▸ The request
Present the material below, from the line containing "Task: point to the pocket" through the line containing "Query: pocket on shorts", as a Markdown table with the columns No. and Line, numbering each row and skipping blank lines.

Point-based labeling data
[START]
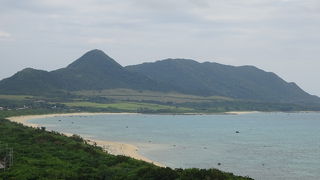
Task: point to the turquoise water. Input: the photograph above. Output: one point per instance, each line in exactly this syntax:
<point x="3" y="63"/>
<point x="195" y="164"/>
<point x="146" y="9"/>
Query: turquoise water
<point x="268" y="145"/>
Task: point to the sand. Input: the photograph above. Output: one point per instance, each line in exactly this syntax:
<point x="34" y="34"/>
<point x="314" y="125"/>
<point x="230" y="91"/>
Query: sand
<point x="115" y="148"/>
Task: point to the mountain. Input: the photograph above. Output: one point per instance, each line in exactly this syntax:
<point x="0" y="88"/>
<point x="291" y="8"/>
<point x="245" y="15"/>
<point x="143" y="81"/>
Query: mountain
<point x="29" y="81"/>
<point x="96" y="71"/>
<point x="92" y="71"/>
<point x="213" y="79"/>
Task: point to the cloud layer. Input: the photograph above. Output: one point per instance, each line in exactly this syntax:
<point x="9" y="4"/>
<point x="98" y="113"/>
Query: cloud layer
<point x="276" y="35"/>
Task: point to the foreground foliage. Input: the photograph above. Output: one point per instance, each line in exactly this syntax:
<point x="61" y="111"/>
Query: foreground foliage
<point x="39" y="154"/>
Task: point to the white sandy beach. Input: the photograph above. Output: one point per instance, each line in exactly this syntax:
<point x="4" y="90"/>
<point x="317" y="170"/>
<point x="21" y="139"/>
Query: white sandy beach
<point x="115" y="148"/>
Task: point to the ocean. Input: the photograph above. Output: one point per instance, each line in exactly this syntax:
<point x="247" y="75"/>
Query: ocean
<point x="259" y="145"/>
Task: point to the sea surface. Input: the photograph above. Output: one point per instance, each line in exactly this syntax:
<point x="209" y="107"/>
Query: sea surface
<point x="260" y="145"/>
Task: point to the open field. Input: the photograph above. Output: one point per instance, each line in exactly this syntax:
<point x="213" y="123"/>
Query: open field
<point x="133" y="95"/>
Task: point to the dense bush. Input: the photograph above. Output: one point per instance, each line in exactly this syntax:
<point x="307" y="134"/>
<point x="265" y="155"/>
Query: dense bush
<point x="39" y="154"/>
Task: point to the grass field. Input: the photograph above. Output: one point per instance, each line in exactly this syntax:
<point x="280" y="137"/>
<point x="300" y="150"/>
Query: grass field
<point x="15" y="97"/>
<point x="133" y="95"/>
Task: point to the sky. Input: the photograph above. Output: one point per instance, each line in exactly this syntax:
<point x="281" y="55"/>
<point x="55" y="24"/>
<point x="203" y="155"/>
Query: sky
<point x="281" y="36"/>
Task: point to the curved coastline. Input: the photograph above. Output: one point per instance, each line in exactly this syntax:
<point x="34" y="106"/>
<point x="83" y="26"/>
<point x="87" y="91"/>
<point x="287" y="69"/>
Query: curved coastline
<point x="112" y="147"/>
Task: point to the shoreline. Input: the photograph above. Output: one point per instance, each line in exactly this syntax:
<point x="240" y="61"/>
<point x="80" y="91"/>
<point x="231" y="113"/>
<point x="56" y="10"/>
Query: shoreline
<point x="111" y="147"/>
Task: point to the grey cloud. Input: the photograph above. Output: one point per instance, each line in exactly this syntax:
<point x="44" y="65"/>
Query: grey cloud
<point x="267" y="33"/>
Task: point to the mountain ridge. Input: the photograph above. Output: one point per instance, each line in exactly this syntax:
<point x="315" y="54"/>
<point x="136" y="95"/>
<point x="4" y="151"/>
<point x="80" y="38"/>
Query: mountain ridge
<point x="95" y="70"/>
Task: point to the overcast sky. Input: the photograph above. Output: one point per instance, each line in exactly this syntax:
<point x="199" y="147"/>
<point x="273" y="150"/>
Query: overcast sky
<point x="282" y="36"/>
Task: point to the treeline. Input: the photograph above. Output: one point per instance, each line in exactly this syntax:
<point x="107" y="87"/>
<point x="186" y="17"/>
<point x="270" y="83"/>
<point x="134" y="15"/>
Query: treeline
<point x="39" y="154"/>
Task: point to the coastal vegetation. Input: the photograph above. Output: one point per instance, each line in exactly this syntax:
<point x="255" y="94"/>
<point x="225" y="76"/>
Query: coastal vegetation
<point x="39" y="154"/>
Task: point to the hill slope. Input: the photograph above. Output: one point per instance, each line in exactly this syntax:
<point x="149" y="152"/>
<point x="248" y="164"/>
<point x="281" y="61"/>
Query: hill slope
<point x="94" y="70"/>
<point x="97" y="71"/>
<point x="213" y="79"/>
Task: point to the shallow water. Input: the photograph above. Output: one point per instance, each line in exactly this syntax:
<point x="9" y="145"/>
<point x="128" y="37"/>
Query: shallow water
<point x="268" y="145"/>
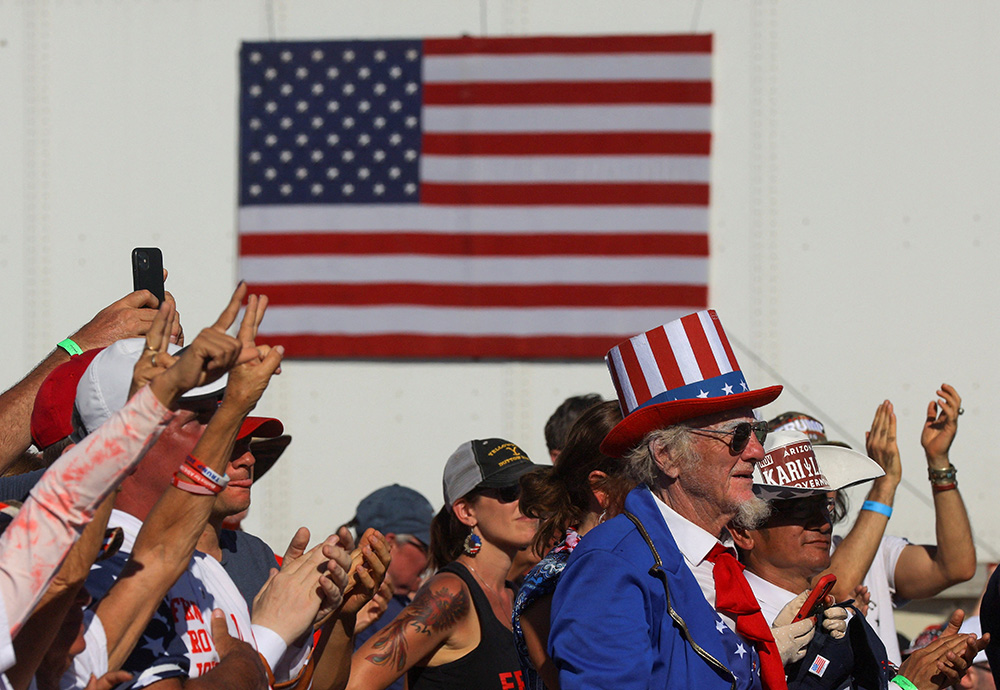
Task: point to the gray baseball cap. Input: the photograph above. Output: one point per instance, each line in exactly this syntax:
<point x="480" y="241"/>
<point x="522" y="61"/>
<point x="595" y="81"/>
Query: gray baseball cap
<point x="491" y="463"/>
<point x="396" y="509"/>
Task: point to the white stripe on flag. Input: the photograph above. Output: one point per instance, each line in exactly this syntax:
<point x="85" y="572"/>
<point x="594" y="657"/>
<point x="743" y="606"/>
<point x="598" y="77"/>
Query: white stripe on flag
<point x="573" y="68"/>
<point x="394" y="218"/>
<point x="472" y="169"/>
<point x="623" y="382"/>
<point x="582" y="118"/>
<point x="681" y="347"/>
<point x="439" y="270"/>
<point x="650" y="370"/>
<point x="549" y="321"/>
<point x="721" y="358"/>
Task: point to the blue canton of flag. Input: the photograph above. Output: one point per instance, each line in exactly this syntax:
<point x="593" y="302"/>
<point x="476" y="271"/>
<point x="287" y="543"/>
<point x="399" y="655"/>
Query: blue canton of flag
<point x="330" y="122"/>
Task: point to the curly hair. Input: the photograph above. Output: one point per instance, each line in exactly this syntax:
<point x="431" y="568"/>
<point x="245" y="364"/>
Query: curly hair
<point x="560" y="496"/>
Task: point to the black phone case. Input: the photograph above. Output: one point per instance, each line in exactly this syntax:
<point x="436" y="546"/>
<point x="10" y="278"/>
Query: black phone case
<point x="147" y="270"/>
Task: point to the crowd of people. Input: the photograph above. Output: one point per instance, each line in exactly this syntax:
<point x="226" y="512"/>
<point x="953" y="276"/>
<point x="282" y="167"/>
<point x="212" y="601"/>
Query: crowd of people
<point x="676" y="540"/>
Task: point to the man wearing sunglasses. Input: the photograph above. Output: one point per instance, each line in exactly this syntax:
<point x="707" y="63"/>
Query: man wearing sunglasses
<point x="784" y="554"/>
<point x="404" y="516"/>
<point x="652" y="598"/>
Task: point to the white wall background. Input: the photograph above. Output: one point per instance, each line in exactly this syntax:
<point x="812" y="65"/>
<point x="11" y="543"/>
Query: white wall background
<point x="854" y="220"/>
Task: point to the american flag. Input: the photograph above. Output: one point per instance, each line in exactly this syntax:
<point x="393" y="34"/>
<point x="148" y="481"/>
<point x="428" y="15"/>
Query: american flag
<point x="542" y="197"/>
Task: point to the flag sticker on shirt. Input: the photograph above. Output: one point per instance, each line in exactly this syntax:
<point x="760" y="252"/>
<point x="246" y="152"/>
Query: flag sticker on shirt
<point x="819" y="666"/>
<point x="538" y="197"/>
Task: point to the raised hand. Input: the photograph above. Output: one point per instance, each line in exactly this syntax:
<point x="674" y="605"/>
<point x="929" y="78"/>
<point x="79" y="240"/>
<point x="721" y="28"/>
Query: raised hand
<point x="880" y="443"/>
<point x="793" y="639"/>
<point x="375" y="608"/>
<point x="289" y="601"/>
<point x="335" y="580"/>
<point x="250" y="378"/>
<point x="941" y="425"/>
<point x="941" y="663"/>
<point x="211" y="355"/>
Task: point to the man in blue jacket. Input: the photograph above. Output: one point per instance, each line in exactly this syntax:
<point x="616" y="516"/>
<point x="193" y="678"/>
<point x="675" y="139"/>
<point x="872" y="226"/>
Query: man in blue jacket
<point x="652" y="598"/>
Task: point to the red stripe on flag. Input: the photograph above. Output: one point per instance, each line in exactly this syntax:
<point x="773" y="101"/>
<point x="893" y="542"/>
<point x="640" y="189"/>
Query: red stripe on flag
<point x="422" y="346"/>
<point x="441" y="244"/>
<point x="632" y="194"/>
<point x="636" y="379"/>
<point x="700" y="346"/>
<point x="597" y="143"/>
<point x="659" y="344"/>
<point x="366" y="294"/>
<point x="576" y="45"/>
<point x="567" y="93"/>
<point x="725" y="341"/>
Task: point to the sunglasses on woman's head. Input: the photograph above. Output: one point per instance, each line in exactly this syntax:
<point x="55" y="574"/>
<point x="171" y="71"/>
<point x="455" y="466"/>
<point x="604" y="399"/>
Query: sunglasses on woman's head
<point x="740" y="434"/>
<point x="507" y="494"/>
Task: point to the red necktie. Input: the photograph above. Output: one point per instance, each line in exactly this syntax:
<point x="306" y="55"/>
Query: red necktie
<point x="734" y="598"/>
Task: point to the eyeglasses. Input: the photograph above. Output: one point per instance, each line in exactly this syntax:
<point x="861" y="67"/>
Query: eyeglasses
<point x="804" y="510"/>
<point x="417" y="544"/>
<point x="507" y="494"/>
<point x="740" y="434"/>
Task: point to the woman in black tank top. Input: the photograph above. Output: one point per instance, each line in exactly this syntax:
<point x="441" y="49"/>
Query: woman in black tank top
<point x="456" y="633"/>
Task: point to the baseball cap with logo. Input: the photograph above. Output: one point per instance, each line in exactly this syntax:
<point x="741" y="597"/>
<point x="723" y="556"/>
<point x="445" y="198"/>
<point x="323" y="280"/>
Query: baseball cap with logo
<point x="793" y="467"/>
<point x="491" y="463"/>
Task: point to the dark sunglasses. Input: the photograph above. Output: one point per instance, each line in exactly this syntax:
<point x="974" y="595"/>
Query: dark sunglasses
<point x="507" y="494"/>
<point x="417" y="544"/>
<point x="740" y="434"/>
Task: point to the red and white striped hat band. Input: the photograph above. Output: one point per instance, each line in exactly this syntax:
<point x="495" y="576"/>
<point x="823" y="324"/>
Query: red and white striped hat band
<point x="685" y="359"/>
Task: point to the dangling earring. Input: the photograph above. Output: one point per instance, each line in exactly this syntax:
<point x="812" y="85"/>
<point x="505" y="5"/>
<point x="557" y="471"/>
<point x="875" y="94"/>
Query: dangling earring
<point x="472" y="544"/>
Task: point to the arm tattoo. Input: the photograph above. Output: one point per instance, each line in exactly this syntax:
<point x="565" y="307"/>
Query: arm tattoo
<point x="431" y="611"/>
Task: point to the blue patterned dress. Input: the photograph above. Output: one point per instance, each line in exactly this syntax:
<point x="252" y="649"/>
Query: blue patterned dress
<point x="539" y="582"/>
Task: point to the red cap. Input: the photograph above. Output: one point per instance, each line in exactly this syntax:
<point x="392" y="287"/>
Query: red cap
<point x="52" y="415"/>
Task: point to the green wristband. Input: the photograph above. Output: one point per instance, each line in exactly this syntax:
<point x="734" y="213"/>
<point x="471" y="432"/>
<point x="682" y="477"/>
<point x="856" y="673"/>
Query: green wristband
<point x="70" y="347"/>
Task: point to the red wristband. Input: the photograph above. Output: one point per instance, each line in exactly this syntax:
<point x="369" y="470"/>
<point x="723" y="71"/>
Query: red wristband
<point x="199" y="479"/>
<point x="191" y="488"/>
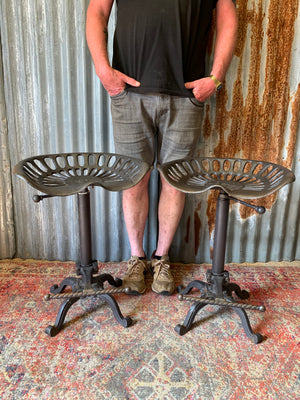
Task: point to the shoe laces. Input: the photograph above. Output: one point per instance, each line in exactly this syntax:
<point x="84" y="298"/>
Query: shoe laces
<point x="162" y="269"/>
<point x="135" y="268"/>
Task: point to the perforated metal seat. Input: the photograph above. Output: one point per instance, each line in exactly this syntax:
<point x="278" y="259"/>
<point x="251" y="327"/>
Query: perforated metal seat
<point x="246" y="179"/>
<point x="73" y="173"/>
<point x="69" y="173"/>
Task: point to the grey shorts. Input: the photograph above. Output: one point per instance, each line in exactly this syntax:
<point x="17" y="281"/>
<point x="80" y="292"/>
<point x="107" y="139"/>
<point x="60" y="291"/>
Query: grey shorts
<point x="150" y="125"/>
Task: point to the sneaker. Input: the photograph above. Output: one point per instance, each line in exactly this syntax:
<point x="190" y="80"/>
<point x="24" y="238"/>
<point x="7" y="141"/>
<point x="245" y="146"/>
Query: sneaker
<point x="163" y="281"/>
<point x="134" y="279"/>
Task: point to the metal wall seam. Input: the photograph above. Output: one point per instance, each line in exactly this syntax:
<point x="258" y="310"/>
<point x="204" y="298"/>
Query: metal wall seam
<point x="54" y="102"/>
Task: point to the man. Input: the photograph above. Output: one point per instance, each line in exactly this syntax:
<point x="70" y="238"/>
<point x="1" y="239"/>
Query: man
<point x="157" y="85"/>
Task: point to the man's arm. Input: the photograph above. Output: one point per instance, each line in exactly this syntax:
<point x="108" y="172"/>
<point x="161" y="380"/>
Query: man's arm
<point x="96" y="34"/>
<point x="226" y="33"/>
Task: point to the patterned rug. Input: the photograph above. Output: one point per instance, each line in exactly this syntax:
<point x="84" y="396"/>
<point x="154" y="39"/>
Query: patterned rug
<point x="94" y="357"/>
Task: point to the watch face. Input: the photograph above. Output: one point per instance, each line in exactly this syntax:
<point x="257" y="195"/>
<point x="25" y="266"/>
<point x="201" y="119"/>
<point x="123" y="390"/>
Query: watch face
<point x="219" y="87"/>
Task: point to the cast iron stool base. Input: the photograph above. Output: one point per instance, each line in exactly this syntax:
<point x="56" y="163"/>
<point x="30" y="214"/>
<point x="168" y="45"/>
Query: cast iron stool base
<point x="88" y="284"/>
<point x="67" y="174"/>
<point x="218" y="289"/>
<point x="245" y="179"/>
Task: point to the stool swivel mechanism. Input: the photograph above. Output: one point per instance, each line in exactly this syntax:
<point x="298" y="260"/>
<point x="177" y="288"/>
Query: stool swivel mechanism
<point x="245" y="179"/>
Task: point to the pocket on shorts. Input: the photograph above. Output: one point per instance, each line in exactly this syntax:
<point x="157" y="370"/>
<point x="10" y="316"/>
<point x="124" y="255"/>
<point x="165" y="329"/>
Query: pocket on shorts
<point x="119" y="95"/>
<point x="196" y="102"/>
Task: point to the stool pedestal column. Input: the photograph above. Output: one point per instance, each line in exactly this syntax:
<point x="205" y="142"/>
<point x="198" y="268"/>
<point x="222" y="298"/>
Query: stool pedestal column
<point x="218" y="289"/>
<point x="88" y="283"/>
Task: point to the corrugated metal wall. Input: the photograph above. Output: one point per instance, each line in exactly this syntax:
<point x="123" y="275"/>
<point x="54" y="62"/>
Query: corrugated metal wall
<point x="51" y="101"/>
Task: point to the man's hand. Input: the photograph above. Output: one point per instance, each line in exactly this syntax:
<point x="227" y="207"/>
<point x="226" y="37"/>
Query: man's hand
[END]
▸ Worked answer
| No. | Line |
|---|---|
| 1 | Task: point to the pocket on shorts. Input: the photograph above. Output: one point per instance, each line in exactly this syntax: |
| 2 | <point x="157" y="370"/> |
| 3 | <point x="10" y="316"/> |
| 4 | <point x="124" y="255"/> |
| 5 | <point x="165" y="329"/> |
| 6 | Query: pocket on shorts |